-- Exercise aim --
Copy the passage about the new version of The Fugitive word for word, from start to finish.

-- Excerpt --
* * * * * * *

The concept was famously revisited for the big-screen in 1993 with Harrison Ford essaying Richard Kimble and Tommy Lee Jones as Gerard (and actually produced a sequel with Wesley Snipes on the run in US Marshals). In 2000, CBS rebooted the series with Tim Daly as Kimble and Mykelti Williamson as Gerard which ran for one season before being cancelled (resulting in an unresolved cliffhanger).

Now, a new contemporary version will once again be launched… with some familiar names attached, but playing new characters.

Proving this is an age of broadcast network alternatives, Quibi (the new short-form mobile video platform, founded in 2018 by Jeffrey Katzenberg and scheduled to launch on April 6, 2020) is already gearing up with a raft of new dramas including The Fugitive reboot. In a set-up that blends the original show and the premise of the more recent ABC thriller-series  Quantico (also with a framed-suspect / terrorist conspiracy angle), Holbrook will play Mike Russo, whose family are riding  the LA subway when a terrorist bomb rips apart the train apart. His actions to possibly save them are misinterpreted and through a mixture of circumstantial evidence and ‘check-facts-later’ social media, Russo appears to be immediately implicated in the tragedy. Though he’s protesting his innocence, nobody seems interested. Russo is forced to go on the run with Detective Clay Bryce (Sutherland) determined to find him. Thus, there’s a weekly game of cat-and-mouse and a developing backstory.

Production is set to begin on the series in October for a 2020 launch.

* * * * * * *

-- Provided information --
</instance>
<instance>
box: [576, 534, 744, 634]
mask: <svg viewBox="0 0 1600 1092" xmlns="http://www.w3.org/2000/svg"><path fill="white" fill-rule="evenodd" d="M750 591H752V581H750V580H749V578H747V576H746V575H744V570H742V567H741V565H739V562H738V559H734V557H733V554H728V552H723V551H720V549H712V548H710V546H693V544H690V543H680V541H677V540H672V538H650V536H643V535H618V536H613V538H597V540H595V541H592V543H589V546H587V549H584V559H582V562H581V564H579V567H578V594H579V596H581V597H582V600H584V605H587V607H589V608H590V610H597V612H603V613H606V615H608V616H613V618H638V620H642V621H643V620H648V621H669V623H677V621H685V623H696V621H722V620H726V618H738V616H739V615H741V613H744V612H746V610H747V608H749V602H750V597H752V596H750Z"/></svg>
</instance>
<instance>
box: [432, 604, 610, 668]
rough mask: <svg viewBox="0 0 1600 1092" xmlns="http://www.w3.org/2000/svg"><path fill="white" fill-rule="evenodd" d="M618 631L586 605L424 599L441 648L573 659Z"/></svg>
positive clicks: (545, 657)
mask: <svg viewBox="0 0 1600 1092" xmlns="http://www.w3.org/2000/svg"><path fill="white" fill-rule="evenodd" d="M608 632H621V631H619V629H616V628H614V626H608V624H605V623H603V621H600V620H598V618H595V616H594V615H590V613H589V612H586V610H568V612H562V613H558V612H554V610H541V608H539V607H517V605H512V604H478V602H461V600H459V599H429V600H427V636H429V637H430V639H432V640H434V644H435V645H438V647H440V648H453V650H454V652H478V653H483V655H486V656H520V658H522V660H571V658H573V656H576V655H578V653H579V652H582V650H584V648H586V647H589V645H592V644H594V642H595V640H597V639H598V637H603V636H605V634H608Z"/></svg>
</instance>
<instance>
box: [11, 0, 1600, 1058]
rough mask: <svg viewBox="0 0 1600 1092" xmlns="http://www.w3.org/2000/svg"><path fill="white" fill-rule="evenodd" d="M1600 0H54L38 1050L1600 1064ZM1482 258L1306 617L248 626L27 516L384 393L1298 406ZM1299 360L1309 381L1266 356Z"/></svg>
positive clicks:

* * * * * * *

-- Output of the exercise --
The concept was famously revisited for the big-screen in 1993 with Harrison Ford essaying Richard Kimble and Tommy Lee Jones as Gerard (and actually produced a sequel with Wesley Snipes on the run in US Marshals). In 2000, CBS rebooted the series with Tim Daly as Kimble and Mykelti Williamson as Gerard which ran for one season before being cancelled (resulting in an unresolved cliffhanger).

Now, a new contemporary version will once again be launched… with some familiar names attached, but playing new characters.

Proving this is an age of broadcast network alternatives, Quibi (the new short-form mobile video platform, founded in 2018 by Jeffrey Katzenberg and scheduled to launch on April 6, 2020) is already gearing up with a raft of new dramas including The Fugitive reboot. In a set-up that blends the original show and the premise of the more recent ABC thriller-series  Quantico (also with a framed-suspect / terrorist conspiracy angle), Holbrook will play Mike Russo, whose family are riding  the LA subway when a terrorist bomb rips apart the train apart. His actions to possibly save them are misinterpreted and through a mixture of circumstantial evidence and ‘check-facts-later’ social media, Russo appears to be immediately implicated in the tragedy. Though he’s protesting his innocence, nobody seems interested. Russo is forced to go on the run with Detective Clay Bryce (Sutherland) determined to find him. Thus, there’s a weekly game of cat-and-mouse and a developing backstory.

Production is set to begin on the series in October for a 2020 launch.